Esercizio assegnato — Conta le righe dei dati qui sotto che contengono la parola "leaf": quante sono? Rispondi soltanto con il numero.

++++ Dati forniti

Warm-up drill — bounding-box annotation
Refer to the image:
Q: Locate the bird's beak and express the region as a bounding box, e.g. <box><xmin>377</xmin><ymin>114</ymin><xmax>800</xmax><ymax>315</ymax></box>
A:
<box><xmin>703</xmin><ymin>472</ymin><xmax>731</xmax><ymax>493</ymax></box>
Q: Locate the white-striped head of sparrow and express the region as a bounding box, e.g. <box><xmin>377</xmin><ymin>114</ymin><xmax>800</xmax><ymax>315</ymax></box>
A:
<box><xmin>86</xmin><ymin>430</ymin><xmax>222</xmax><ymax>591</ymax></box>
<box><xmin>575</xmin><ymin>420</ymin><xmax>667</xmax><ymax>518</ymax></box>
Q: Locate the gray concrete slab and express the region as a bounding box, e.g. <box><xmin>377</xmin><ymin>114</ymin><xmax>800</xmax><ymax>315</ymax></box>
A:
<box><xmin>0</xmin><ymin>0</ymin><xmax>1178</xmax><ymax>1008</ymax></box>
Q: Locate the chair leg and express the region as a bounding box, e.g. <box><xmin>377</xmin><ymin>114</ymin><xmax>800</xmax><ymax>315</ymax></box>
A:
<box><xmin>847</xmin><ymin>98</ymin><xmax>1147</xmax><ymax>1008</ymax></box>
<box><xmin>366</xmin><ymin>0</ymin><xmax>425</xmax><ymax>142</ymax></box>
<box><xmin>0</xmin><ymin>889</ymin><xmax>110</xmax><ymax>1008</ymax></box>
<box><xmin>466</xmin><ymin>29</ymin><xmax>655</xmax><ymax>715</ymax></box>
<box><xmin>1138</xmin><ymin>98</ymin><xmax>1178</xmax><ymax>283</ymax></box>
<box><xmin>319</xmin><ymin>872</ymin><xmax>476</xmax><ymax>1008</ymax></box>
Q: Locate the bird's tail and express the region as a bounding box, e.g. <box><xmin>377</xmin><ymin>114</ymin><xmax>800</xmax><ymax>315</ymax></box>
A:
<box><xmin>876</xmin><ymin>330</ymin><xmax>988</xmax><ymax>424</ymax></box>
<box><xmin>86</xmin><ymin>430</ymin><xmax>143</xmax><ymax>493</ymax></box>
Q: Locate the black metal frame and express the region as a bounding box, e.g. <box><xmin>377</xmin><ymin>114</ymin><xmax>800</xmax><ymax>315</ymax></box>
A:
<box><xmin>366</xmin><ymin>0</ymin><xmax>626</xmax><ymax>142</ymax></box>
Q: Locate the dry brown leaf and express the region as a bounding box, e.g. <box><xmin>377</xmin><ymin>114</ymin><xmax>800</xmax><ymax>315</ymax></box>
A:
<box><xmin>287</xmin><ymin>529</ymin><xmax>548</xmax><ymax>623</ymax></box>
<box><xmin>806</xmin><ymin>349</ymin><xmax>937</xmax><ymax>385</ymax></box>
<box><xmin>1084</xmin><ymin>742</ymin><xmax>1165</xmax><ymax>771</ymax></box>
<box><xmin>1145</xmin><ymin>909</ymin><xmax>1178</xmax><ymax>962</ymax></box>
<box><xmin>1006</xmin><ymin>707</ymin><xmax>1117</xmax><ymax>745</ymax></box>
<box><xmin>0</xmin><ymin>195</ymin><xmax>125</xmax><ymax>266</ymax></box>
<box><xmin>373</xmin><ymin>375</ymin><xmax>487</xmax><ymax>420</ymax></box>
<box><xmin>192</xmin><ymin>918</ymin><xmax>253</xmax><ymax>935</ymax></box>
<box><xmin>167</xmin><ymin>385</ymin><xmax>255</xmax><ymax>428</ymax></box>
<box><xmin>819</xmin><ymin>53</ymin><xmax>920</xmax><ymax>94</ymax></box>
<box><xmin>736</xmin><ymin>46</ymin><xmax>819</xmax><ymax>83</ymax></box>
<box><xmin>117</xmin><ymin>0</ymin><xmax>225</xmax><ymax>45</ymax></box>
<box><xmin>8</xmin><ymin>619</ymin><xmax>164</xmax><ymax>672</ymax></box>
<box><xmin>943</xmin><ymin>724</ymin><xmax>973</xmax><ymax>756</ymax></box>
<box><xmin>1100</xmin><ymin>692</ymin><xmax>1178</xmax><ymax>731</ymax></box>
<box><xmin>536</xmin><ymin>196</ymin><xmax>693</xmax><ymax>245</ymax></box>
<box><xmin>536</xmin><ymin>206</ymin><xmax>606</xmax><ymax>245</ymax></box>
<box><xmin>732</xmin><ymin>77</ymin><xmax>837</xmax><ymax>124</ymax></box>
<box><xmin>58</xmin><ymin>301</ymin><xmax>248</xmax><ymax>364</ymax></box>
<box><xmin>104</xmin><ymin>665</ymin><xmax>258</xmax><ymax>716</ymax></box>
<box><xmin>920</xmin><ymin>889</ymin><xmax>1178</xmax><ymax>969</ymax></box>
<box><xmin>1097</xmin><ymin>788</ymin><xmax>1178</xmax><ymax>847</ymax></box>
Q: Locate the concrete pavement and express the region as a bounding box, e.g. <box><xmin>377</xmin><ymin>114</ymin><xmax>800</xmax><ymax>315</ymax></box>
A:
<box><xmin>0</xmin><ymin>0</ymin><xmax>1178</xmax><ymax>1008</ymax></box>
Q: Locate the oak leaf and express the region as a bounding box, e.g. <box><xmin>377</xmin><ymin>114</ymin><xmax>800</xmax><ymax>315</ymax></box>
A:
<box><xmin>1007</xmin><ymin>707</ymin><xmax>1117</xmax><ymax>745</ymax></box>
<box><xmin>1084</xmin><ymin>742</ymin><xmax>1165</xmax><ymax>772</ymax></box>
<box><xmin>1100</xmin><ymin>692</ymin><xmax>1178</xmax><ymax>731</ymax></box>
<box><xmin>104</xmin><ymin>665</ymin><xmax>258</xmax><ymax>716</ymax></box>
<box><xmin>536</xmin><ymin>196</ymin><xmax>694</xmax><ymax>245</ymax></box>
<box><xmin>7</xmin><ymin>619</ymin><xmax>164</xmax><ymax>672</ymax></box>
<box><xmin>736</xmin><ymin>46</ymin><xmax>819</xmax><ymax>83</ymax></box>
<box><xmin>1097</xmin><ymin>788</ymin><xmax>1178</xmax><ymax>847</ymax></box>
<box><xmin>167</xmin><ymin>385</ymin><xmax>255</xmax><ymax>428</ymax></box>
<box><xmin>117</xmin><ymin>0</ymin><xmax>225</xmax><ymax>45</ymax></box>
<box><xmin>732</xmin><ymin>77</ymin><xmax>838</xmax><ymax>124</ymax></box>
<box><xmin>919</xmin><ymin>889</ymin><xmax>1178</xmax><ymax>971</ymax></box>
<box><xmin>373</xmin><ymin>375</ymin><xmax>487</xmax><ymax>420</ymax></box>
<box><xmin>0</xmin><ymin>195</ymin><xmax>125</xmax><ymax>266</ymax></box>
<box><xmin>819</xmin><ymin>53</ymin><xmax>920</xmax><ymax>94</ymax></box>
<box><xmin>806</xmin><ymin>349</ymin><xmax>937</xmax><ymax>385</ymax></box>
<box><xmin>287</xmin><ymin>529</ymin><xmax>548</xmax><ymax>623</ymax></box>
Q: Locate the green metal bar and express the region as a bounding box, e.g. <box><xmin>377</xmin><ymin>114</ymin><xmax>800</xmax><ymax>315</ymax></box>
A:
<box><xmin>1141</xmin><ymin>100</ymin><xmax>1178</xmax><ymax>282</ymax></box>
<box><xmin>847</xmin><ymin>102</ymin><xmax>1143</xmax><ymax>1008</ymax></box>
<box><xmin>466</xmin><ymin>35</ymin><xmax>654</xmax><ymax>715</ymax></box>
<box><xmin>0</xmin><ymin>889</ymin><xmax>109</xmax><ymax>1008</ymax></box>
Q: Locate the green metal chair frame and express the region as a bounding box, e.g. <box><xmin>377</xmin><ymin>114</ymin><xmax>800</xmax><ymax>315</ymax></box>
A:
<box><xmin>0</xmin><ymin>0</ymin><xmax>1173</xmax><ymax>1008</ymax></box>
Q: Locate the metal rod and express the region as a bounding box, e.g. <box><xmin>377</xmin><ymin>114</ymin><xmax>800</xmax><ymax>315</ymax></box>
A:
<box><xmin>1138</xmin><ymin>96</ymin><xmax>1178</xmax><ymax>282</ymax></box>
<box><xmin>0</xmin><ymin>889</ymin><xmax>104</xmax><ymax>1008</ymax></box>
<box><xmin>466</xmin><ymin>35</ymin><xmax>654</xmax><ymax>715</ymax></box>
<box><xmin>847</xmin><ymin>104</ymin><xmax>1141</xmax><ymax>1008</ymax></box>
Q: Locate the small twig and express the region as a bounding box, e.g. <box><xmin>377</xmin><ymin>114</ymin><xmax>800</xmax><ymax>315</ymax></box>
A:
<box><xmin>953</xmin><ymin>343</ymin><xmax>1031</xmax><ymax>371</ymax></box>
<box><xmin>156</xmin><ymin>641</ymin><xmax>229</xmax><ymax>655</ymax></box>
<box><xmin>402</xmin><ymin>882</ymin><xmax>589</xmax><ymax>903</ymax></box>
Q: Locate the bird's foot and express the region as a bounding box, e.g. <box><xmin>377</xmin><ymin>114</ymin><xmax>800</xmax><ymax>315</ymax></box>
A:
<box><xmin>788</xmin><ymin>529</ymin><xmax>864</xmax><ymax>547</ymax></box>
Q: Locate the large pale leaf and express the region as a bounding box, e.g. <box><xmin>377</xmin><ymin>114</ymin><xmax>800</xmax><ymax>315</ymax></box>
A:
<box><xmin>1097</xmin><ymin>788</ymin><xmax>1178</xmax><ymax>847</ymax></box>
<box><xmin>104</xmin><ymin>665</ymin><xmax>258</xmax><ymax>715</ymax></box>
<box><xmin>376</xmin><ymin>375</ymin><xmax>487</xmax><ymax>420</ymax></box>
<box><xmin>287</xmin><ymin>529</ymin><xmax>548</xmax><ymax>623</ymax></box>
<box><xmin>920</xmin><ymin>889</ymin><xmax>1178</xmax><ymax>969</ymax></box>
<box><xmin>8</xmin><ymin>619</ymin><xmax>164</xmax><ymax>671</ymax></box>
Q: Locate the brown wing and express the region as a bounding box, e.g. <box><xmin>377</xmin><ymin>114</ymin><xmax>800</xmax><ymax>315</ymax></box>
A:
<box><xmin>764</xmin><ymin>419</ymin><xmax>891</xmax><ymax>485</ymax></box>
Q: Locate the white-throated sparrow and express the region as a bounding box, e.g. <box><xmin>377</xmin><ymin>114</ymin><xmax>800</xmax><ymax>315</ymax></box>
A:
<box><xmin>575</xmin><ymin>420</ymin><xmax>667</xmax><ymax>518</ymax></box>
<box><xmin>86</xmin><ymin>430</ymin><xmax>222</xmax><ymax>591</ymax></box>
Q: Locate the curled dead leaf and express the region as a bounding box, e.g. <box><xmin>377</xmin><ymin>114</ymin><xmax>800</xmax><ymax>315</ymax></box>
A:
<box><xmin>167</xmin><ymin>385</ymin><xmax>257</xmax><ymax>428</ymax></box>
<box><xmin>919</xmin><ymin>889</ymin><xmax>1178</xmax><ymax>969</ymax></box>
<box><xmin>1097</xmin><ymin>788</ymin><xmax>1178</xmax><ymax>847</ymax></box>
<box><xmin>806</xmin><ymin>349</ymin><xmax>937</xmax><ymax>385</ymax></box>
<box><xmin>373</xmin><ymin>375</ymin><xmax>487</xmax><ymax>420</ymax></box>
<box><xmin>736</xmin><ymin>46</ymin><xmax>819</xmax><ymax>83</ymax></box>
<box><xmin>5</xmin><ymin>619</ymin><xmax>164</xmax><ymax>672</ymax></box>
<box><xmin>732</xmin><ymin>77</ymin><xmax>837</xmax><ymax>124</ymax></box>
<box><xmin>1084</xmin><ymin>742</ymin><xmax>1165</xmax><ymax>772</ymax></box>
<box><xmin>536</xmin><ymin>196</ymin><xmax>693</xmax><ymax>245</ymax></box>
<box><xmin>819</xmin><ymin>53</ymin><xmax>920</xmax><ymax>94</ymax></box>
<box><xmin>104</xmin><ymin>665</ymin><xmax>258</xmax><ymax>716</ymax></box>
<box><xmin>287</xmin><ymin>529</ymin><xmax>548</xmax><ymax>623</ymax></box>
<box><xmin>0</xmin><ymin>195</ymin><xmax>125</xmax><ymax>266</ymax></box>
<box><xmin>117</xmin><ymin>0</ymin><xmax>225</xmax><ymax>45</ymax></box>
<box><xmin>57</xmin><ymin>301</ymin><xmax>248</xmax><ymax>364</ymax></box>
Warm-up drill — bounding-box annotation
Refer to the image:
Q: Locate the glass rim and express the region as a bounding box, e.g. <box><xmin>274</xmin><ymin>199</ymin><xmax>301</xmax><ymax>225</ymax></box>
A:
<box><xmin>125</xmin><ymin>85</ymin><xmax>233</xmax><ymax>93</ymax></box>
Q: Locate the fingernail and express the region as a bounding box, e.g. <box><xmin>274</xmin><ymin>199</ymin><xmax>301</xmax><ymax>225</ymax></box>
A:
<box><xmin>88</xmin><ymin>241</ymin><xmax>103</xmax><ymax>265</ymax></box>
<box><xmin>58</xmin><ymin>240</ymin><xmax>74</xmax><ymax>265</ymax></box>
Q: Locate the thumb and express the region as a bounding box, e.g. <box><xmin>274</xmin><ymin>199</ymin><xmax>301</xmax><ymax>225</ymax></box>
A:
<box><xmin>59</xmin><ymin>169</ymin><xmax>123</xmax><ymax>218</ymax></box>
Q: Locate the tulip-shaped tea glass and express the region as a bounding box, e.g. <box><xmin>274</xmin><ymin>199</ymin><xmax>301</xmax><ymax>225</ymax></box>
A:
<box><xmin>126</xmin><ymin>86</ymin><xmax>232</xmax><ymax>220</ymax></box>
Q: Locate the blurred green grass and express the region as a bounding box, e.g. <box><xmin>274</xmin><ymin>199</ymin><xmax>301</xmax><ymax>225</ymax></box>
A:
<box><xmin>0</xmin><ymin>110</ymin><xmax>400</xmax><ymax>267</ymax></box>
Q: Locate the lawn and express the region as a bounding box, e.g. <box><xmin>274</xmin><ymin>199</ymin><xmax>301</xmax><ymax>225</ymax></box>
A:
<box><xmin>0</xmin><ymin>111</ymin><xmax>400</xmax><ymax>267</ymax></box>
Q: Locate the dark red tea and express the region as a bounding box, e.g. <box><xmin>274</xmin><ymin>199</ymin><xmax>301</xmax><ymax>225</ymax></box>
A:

++++++++

Risposta qui sotto — 4